#### WORK REQUIRED:
Copy out every record below, word for word.

#### RECORDS:
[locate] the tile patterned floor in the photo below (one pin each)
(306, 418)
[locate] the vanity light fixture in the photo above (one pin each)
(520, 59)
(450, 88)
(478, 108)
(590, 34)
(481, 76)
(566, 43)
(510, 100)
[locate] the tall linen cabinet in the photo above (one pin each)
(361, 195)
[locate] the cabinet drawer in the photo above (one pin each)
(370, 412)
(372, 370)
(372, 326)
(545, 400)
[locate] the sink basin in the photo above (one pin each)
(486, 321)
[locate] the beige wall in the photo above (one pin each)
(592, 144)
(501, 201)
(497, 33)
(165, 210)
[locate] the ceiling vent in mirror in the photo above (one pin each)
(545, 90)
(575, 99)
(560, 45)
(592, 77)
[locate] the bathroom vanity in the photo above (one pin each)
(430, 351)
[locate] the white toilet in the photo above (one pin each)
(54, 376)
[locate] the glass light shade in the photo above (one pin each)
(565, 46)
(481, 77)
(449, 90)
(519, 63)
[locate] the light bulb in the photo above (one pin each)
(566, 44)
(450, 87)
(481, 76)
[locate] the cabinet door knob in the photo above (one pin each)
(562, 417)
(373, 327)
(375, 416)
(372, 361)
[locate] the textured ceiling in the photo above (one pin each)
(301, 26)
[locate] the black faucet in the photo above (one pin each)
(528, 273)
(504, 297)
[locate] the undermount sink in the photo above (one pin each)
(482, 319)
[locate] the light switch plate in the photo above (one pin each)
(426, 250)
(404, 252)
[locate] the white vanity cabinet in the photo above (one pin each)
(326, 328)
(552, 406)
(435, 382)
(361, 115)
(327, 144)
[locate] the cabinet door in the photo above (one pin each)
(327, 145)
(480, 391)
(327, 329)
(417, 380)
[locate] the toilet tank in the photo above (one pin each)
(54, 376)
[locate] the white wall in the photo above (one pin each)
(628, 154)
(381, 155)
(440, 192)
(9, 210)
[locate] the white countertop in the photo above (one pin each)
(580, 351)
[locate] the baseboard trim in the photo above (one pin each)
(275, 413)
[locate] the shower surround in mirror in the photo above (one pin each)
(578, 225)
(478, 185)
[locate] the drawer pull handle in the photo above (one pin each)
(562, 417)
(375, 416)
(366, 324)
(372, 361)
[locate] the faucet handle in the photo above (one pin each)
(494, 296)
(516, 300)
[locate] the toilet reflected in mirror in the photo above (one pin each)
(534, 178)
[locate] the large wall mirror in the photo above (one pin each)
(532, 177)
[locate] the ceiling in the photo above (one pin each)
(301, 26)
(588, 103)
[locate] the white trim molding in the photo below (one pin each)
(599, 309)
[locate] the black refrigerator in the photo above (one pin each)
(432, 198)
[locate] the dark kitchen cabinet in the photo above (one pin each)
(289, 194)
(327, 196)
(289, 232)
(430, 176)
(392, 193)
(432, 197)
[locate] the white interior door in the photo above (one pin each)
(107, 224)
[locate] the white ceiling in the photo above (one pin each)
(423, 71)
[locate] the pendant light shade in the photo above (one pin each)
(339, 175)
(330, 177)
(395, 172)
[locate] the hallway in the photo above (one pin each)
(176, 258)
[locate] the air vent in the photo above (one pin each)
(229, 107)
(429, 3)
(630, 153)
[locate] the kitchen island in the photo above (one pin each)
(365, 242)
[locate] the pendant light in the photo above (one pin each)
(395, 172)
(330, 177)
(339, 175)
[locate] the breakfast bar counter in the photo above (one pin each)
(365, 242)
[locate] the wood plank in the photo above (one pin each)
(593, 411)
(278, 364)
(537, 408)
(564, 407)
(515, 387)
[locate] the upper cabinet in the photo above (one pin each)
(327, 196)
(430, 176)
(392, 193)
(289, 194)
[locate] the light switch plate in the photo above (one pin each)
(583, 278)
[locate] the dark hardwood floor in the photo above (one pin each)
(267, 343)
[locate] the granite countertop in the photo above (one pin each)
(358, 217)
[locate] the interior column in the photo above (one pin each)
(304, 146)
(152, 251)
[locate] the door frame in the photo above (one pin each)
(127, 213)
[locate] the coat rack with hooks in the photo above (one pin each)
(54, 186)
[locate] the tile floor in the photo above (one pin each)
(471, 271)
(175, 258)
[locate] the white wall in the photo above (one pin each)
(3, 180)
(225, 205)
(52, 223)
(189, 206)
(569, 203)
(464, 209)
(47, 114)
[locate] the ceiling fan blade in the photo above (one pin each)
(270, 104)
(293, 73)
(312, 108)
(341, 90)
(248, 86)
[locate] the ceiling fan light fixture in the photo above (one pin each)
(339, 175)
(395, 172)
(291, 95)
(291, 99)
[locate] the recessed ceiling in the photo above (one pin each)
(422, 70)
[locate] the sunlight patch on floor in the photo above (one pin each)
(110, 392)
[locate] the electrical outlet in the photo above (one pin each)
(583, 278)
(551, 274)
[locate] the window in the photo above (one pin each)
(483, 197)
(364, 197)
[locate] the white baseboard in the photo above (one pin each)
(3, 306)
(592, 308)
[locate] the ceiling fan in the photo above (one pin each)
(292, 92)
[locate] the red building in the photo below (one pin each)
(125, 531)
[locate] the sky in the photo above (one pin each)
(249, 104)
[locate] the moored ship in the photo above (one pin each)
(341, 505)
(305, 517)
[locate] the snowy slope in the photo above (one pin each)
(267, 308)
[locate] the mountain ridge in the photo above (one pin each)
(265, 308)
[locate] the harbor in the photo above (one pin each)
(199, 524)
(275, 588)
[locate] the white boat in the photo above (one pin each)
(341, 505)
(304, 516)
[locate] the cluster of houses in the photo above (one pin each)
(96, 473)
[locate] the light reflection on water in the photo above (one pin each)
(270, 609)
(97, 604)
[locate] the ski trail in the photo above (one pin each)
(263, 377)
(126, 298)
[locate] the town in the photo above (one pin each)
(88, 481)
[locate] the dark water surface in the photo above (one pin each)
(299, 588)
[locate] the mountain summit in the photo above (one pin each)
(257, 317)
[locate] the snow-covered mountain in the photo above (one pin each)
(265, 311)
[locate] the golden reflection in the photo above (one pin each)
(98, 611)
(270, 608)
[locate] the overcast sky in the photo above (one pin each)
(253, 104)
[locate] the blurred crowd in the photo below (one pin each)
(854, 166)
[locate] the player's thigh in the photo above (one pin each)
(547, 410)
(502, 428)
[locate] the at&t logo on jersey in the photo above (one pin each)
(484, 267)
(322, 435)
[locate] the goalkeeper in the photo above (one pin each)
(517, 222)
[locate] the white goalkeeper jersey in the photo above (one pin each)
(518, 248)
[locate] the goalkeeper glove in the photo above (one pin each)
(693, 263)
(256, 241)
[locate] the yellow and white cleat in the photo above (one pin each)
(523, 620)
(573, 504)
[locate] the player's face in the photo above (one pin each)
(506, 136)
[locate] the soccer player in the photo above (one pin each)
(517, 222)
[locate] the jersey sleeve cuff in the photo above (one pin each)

#### TASK RESULT:
[locate] the tile patterned floor in the photo below (one pin each)
(306, 418)
[locate] the vanity light fixture in the photo above (one pin each)
(520, 59)
(450, 88)
(478, 108)
(590, 34)
(481, 76)
(566, 43)
(510, 100)
[locate] the tall linen cabinet in the photo above (one pin each)
(361, 195)
[locate] the cabinet drawer in the photo above (one pin each)
(370, 412)
(372, 370)
(372, 326)
(545, 400)
[locate] the sink basin in the photo above (one pin each)
(486, 321)
[locate] the beige wall in the photo above (one pin each)
(592, 144)
(501, 201)
(497, 33)
(165, 210)
[locate] the ceiling vent in mirror in the photo above (one pin each)
(545, 90)
(575, 99)
(560, 45)
(592, 77)
[locate] the bathroom vanity in the photo above (one pin each)
(430, 351)
[locate] the white toilet in the photo above (one pin each)
(54, 376)
[locate] the glass light shade in the photo above (one pin each)
(565, 46)
(481, 77)
(449, 90)
(519, 63)
[locate] the light bulb in the photo above (one pin each)
(566, 44)
(450, 87)
(481, 76)
[locate] the cabinet door knob in the photo above (one pin each)
(562, 417)
(373, 327)
(375, 416)
(372, 361)
[locate] the textured ceiling in the photo above (one pin each)
(301, 26)
[locate] the black faucet in the photo above (one pin each)
(528, 273)
(504, 297)
[locate] the undermount sink in the photo above (one pin each)
(482, 319)
[locate] the light switch plate in the photo above (one pin each)
(426, 250)
(404, 252)
[locate] the white vanity cabinet in the photo above (one pin each)
(326, 328)
(552, 406)
(435, 382)
(361, 115)
(327, 144)
[locate] the cabinet door in the photo above (one pin each)
(327, 145)
(480, 391)
(327, 329)
(417, 380)
[locate] the toilet tank in the photo above (one pin each)
(54, 376)
[locate] the white wall in the photo above (one pin each)
(628, 154)
(381, 155)
(440, 192)
(9, 210)
[locate] the white countertop in the photo above (one pin each)
(580, 351)
[locate] the baseboard trim in the photo above (one pin each)
(275, 413)
[locate] the shower surround in mirror in the photo above (one pin each)
(578, 225)
(478, 185)
[locate] the drawer pull handle in the photo above (one pin each)
(562, 417)
(375, 416)
(366, 324)
(372, 361)
[locate] the faucet handle in the photo above (one pin each)
(494, 296)
(516, 300)
[locate] the toilet reflected in mirror in the photo above (one pin each)
(534, 178)
[locate] the large wall mirror in the photo above (one pin each)
(532, 177)
[locate] the ceiling in the photo above (one pin each)
(301, 26)
(588, 103)
[locate] the white trim molding in the photo below (one pin each)
(599, 309)
[locate] the black refrigerator in the photo above (one pin each)
(432, 198)
[locate] the dark kitchen cabinet in the photo above (one pin each)
(289, 194)
(327, 196)
(289, 232)
(430, 176)
(392, 193)
(432, 197)
[locate] the white interior door in the photo above (one pin each)
(107, 224)
[locate] the white ceiling in the photo above (one pin each)
(423, 71)
[locate] the pendant light shade in the photo above (one pin each)
(339, 175)
(330, 177)
(395, 172)
[locate] the hallway in the photo above (one pin each)
(176, 258)
[locate] the air vent in the photo above (one pin each)
(229, 107)
(429, 3)
(630, 153)
[locate] the kitchen island in the photo above (one pin each)
(365, 242)
[locate] the pendant light in the photo above (one pin each)
(395, 172)
(330, 177)
(339, 175)
[locate] the breakfast bar counter in the photo above (one pin each)
(365, 242)
[locate] the wood plank in the photo above (one pin each)
(593, 411)
(278, 364)
(537, 408)
(564, 407)
(515, 387)
[locate] the upper cabinet in the photo above (one pin each)
(327, 196)
(430, 176)
(392, 193)
(289, 194)
[locate] the light switch plate in the photo above (one pin each)
(583, 278)
[locate] the dark hardwood floor in the photo above (one pin each)
(267, 343)
[locate] the granite countertop in the photo above (one pin each)
(358, 217)
[locate] the interior column in the photo above (one pin each)
(304, 146)
(152, 251)
[locate] the door frame in the photo above (one pin each)
(127, 213)
[locate] the coat rack with hooks in the photo above (one pin each)
(54, 186)
[locate] the tile floor in the photo above (one pin each)
(471, 271)
(175, 258)
[locate] the white wall in the photo above (one pin each)
(3, 180)
(225, 205)
(52, 223)
(189, 206)
(569, 203)
(464, 209)
(47, 114)
[locate] the ceiling fan blade in the photo above (one pin each)
(270, 104)
(293, 73)
(312, 108)
(341, 90)
(248, 86)
[locate] the ceiling fan light fixture in the photo above (one pin each)
(339, 175)
(395, 172)
(291, 95)
(291, 99)
[locate] the recessed ceiling in the photo above (one pin each)
(422, 70)
[locate] the sunlight patch on floor in the photo above (one pin each)
(110, 392)
[locate] the electrical outlet in the photo above (one pin each)
(583, 278)
(551, 274)
[locate] the window in the photo above (one pin each)
(483, 197)
(364, 197)
[locate] the white baseboard in the photo above (one pin each)
(3, 306)
(592, 308)
[locate] the ceiling fan in the photo above (one pin each)
(292, 92)
[locate] the red building in the photo below (one pin each)
(125, 531)
[locate] the sky in the photo above (one pin each)
(249, 104)
[locate] the moored ship in the photo above (one pin each)
(341, 505)
(305, 517)
[locate] the snowy slope in the photo above (one pin each)
(267, 308)
[locate] the mountain ridge in the photo above (one pin each)
(265, 308)
[locate] the harbor in the photo above (one pin each)
(199, 524)
(275, 588)
[locate] the white boat in the photo above (one pin each)
(341, 505)
(304, 516)
[locate] the cluster of houses in the photo above (one pin each)
(96, 473)
[locate] the light reflection on water in the photo above (one pin each)
(270, 609)
(97, 604)
[locate] the ski trail in the photo above (one pin each)
(263, 377)
(126, 298)
[locate] the town in the photo above (one pin each)
(88, 481)
[locate] the dark water surface in the photo above (one pin each)
(299, 588)
[locate] the mountain summit in the photo above (one pin each)
(257, 317)
[locate] the snow-covered mountain in the photo above (one pin each)
(265, 311)
[locate] the golden reflection in the photo above (one pin each)
(98, 611)
(270, 608)
[locate] the overcast sky in the photo above (one pin each)
(253, 104)
[locate] the blurred crowd in the photo below (one pin each)
(854, 166)
[locate] the player's thigh in the photo above (one pin each)
(547, 410)
(502, 428)
[locate] the at&t logo on jersey in the photo above (one pin each)
(484, 267)
(322, 435)
[locate] the goalkeeper in the photo above (one pin each)
(517, 222)
[locate] the white goalkeeper jersey in the photo above (one pin each)
(518, 248)
[locate] the goalkeeper glove in the photo above (one pin each)
(693, 263)
(256, 241)
[locate] the yellow and white cleat in the photo above (one pin each)
(523, 620)
(573, 504)
[locate] the player's face in the photo above (one pin each)
(506, 136)
[locate] the soccer player in the photo above (one pin each)
(517, 222)
[locate] the jersey sleeve cuff in the photo above (one pin each)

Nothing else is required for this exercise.